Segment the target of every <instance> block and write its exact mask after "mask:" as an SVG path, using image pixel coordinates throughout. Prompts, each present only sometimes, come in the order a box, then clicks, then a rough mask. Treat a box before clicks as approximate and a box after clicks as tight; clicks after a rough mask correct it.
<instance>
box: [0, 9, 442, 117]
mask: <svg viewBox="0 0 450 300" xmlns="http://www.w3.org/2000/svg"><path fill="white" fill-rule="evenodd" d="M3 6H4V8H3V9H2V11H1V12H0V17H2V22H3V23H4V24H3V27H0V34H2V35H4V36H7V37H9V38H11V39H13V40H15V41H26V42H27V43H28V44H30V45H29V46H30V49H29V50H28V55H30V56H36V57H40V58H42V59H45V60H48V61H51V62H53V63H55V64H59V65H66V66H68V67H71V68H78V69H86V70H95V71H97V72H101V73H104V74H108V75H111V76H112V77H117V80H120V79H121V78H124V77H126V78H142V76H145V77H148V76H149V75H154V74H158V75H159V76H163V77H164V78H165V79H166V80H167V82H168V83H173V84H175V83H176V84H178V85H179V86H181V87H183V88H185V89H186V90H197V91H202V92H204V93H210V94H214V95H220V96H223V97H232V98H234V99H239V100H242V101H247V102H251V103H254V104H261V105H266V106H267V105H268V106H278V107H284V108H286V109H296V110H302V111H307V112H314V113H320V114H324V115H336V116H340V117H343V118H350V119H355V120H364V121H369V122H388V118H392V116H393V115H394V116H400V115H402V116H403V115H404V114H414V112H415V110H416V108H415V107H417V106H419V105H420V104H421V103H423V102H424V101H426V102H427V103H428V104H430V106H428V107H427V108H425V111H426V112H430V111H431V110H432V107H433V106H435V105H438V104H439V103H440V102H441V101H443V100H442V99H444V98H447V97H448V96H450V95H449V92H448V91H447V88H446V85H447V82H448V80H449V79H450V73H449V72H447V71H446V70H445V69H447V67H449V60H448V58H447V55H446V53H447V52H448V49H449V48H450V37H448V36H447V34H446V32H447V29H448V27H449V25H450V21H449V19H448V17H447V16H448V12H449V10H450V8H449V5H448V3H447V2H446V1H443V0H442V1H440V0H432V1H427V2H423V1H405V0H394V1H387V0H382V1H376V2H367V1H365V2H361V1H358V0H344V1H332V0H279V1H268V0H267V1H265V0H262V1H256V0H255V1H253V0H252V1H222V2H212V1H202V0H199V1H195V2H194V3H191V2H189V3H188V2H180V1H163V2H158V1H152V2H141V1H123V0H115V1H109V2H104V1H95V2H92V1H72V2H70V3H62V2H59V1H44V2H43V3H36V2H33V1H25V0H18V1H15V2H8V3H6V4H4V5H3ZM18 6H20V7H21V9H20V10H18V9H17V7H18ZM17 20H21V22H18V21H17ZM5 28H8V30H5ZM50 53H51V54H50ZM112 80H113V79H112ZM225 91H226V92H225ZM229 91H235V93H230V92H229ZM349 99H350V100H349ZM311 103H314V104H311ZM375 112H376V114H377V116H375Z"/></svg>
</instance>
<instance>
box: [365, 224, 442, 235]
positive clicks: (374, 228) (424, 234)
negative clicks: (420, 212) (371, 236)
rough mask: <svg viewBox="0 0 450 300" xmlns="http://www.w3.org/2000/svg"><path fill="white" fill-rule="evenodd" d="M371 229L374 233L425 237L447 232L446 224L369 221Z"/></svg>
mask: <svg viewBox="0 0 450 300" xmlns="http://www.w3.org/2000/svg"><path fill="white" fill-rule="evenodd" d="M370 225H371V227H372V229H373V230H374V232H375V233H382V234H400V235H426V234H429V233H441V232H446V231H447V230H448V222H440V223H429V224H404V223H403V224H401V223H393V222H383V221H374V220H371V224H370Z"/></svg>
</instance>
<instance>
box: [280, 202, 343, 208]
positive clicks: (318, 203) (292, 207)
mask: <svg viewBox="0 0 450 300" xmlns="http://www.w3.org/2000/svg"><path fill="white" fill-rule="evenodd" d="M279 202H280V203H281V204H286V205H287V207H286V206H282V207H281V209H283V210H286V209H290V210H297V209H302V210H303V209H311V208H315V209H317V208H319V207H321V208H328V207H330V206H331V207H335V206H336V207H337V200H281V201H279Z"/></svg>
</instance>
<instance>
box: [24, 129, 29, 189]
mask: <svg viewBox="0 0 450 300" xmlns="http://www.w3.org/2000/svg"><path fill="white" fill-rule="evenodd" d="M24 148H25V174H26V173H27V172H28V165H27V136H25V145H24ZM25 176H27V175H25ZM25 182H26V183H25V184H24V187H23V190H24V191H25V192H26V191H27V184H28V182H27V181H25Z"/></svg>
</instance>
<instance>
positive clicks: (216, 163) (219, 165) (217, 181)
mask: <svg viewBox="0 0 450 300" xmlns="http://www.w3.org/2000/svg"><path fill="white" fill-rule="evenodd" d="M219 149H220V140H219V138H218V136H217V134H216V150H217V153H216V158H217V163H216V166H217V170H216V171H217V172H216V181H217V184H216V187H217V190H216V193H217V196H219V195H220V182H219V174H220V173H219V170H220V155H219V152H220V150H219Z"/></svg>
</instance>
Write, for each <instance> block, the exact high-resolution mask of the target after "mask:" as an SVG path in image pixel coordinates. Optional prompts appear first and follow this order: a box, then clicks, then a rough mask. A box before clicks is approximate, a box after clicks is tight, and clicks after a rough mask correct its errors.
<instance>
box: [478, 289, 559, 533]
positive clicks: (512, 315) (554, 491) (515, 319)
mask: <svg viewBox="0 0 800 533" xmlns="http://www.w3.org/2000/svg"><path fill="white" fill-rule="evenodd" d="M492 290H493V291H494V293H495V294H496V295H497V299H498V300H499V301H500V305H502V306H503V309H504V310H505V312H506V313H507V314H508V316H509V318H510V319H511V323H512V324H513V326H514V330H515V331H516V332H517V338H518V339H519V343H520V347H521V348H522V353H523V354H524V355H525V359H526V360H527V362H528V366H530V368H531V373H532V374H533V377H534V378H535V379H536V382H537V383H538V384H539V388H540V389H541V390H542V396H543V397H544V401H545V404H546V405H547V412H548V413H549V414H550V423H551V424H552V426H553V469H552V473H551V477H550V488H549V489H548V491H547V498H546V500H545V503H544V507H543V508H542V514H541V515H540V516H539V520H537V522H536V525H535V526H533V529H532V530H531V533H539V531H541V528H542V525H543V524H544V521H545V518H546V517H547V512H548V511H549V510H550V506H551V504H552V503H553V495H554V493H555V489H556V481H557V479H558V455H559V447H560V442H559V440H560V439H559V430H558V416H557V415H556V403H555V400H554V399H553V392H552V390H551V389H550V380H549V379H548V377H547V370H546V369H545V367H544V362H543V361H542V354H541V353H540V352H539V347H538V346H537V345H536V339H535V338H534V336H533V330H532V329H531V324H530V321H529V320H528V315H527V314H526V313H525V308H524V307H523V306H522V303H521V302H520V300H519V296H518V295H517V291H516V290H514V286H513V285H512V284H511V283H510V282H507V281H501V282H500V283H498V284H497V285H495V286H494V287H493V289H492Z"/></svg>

☆ ☆ ☆ ☆ ☆

Return the listing verbatim.

Segment the target of every <instance> block and write its exact mask after "mask:" as an SVG path, using image pixel coordinates throughout. Prompts, each present only sometimes, come in the order a box, then clicks, then a rough mask. Treat a box before clicks as approximate and a box after clicks as tight; clicks after a rough mask correct it.
<instance>
box: [0, 9, 442, 117]
mask: <svg viewBox="0 0 450 300" xmlns="http://www.w3.org/2000/svg"><path fill="white" fill-rule="evenodd" d="M3 6H4V8H3V9H2V11H1V12H0V17H2V22H3V23H4V24H3V27H0V34H2V35H4V36H7V37H9V38H11V39H13V40H15V41H26V42H27V43H28V44H30V45H29V46H30V49H29V50H28V55H30V56H36V57H40V58H42V59H45V60H48V61H51V62H53V63H55V64H59V65H66V66H68V67H71V68H78V69H86V70H95V71H97V72H101V73H104V74H108V75H111V76H112V77H117V80H120V79H121V78H124V77H126V78H142V76H145V77H148V76H149V75H154V74H158V75H159V76H163V77H164V78H165V79H166V80H167V82H168V83H173V84H175V83H176V84H178V85H179V86H181V87H183V88H185V89H186V90H197V91H202V92H204V93H210V94H214V95H220V96H223V97H232V98H234V99H239V100H242V101H247V102H251V103H254V104H261V105H266V106H267V105H268V106H278V107H284V108H286V109H296V110H302V111H307V112H314V113H320V114H324V115H336V116H340V117H343V118H350V119H355V120H364V121H369V122H388V118H392V116H393V115H394V116H400V115H402V116H403V115H404V114H414V112H415V110H416V108H415V107H417V106H419V105H420V104H421V103H423V102H424V101H426V102H427V103H428V104H430V106H428V107H427V108H425V111H426V112H430V111H431V110H432V107H433V106H435V105H438V104H439V103H440V102H441V101H443V100H442V99H444V98H447V97H448V96H450V95H449V92H448V91H447V88H446V85H447V82H448V80H449V79H450V73H449V72H447V71H446V70H445V69H447V67H449V60H448V58H447V55H446V53H447V52H448V49H449V48H450V37H448V36H447V34H446V32H447V29H448V27H449V25H450V21H449V19H448V17H447V16H448V12H449V10H450V8H449V5H448V3H447V2H446V1H443V0H442V1H440V0H432V1H427V2H423V1H405V0H394V1H387V0H382V1H376V2H367V1H365V2H361V1H358V0H344V1H332V0H279V1H268V0H267V1H265V0H262V1H256V0H255V1H253V0H252V1H222V2H212V1H202V0H199V1H195V2H194V3H191V2H189V3H188V2H180V1H163V2H158V1H152V2H141V1H123V0H115V1H109V2H104V1H95V2H92V1H72V2H70V3H62V2H59V1H44V2H43V3H36V2H33V1H25V0H18V1H15V2H8V3H6V4H4V5H3ZM18 6H20V7H21V9H20V10H18V9H17V7H18ZM17 20H21V22H18V21H17ZM5 28H8V30H5ZM50 53H51V54H50ZM112 80H113V79H112ZM225 91H226V92H225ZM229 91H235V93H230V92H229ZM349 99H350V100H349ZM311 103H314V104H311ZM375 112H376V114H377V116H375Z"/></svg>
</instance>
<instance>
box: [365, 224, 442, 235]
positive clicks: (374, 228) (424, 234)
negative clicks: (420, 212) (371, 236)
rough mask: <svg viewBox="0 0 450 300" xmlns="http://www.w3.org/2000/svg"><path fill="white" fill-rule="evenodd" d="M371 229L374 233L425 237L447 232L446 224L369 221Z"/></svg>
mask: <svg viewBox="0 0 450 300" xmlns="http://www.w3.org/2000/svg"><path fill="white" fill-rule="evenodd" d="M370 225H371V227H372V229H373V230H374V232H375V233H382V234H400V235H426V234H429V233H441V232H446V231H447V230H448V222H440V223H429V224H404V223H403V224H401V223H393V222H383V221H374V220H371V224H370Z"/></svg>
</instance>
<instance>
box: [280, 202, 343, 208]
positive clicks: (318, 203) (292, 207)
mask: <svg viewBox="0 0 450 300" xmlns="http://www.w3.org/2000/svg"><path fill="white" fill-rule="evenodd" d="M279 202H280V203H281V204H286V205H287V207H286V206H282V207H281V209H283V210H286V209H290V210H297V209H302V210H303V209H311V208H315V209H317V208H319V207H321V208H328V207H330V206H331V207H335V206H336V207H337V200H281V201H279Z"/></svg>
</instance>
<instance>
box: [24, 129, 29, 189]
mask: <svg viewBox="0 0 450 300" xmlns="http://www.w3.org/2000/svg"><path fill="white" fill-rule="evenodd" d="M24 148H25V174H26V173H27V172H28V165H27V136H25V145H24ZM25 176H27V175H25ZM25 182H26V183H25V184H24V187H23V190H24V191H25V192H26V191H27V184H28V182H27V181H25Z"/></svg>
</instance>
<instance>
positive clicks: (216, 163) (219, 165) (217, 181)
mask: <svg viewBox="0 0 450 300" xmlns="http://www.w3.org/2000/svg"><path fill="white" fill-rule="evenodd" d="M219 149H220V140H219V138H218V136H217V134H216V150H217V153H216V158H217V163H216V166H217V170H216V171H217V172H216V181H217V184H216V187H217V190H216V193H217V196H219V195H220V182H219V174H220V173H219V170H220V155H219V152H220V150H219Z"/></svg>
</instance>
Write, for each <instance> block, the exact high-resolution mask of the target after "mask:" as an SVG path in image pixel coordinates. Optional prompts appear first and follow this order: a box, then clicks, then a rough mask. A box before clicks is approximate, a box after clicks is tight, and clicks after a rough mask correct its errors.
<instance>
box: [478, 289, 559, 533]
positive clicks: (512, 315) (554, 491) (515, 319)
mask: <svg viewBox="0 0 800 533" xmlns="http://www.w3.org/2000/svg"><path fill="white" fill-rule="evenodd" d="M492 290H493V291H494V293H495V294H496V295H497V299H498V300H499V301H500V305H502V306H503V309H504V310H505V312H506V313H507V314H508V316H509V318H510V319H511V323H512V324H513V326H514V330H515V331H516V332H517V338H518V339H519V343H520V347H521V348H522V353H523V354H524V355H525V359H526V360H527V362H528V366H530V368H531V373H532V374H533V377H534V378H535V379H536V382H537V383H538V384H539V388H540V389H541V390H542V396H543V397H544V401H545V404H546V405H547V412H548V413H549V414H550V423H551V424H552V426H553V469H552V473H551V477H550V488H549V489H548V491H547V498H546V500H545V503H544V507H543V508H542V514H541V515H540V516H539V520H537V522H536V525H535V526H533V529H532V530H531V533H539V531H541V528H542V525H543V524H544V521H545V518H546V517H547V512H548V511H549V510H550V506H551V504H552V503H553V495H554V493H555V489H556V481H557V479H558V455H559V447H560V442H559V440H560V439H559V430H558V416H557V415H556V403H555V400H554V399H553V392H552V390H551V389H550V380H549V379H548V377H547V370H546V369H545V367H544V362H543V361H542V354H541V353H540V352H539V347H538V346H537V345H536V339H535V338H534V336H533V330H532V329H531V324H530V321H529V320H528V315H527V314H526V313H525V308H524V307H523V306H522V303H521V302H520V300H519V296H518V295H517V291H516V290H514V286H513V285H512V284H511V283H510V282H507V281H501V282H500V283H498V284H497V285H495V286H494V287H493V289H492Z"/></svg>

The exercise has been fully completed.